A drug addict mother, younger brother, sister and dead father, Chance Major has been thrown into being head of the household at an early age. His mother's abusive drug addict boyfriend is the only male figure he's known for too they move for a better life. Chance takes the responsibility of taking care of his mother and siblings seriously. Drug dealing not being his thing; he takes to breaking, entering and taking from those who have to support his have not family. Chance has smarts but he uses them for his illegal activities.

'You do the crime, do your time...come back and start all over again'. Chance and his crew do just that; only on a higher level, until......

Ms. Williams has written a very good story of how these young Black men became addicted to B&E...they found a niche in life and got overly comfortable in it. How and why? In my opinion because they had no blue print or guidance on how to be a responsible man. No father's shoes to walk they walked in their own...drew up their own blue print along the way.

Chance is the perfect example of a lot of our young men that are imprisoned for more years than they are old...the result of the man that helped create them decide to leave them (sometimes before they are born) to fend for themselves. Without the guidance of a male figure in their lives, young men make choices that they think make them a MAN, money and women, but find it has only two consequences...death or imprisonment. 

Good job on a story that sends a message...
1.Stop blaming others (even the white man) and put the blame where it goes...irresponsible Black fathers and
2.Stop going in raw dog.....use a condom or practice abstinence.





Intimate Conversation with author  Ericka Williams

Ericka Williams is a tour de force, a phenomenal woman.  Ericka is a humanitarian, a mentor, a public speaker and above all, a Child of God.  She is a compassionate person who not only cares about herself  but she cares about humanity.  All of her books are themed to show the unlimited access of human beings to redemption.  She uses societal ills, her own experiences, and real situations that we all face, to show that their is a light at the end of every tunnel, if you take God's hand and let him lead the way.

Ericka is a Christian, spreading the message that Jesus saves; no matter who you are, what you've done, or what other people think of you. She may not fit the mold of a "saint", but she sure is a believer and she knows that we all only have the obligation to spread the Word, the way that we personally know how.

☆ ☆ ☆

- _Tasks and exercises_:
1. From the opening sentence of the passage, list the family members of Chance Major.
2. Answer these questions from the passage:
(a) What activity does Chance take up, given that drug dealing is not his thing?
(b) What two consequences does the passage say young men find their choices lead to?
(c) What are all of Ericka Williams's books themed to show?

- _Material provided_:

☆ ☆ ☆

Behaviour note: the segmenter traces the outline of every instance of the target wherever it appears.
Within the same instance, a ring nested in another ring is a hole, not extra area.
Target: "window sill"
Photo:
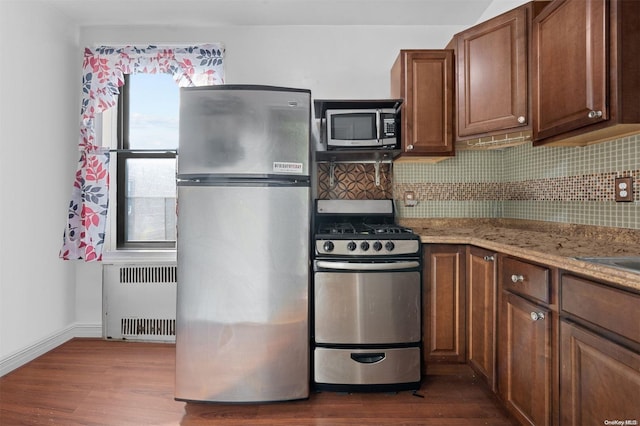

☆ ☆ ☆

- _Solutions per task_:
1. His mother, younger brother, sister and father.

2.
(a) Breaking, entering and taking from those who have.
(b) Death or imprisonment.
(c) The unlimited access of human beings to redemption.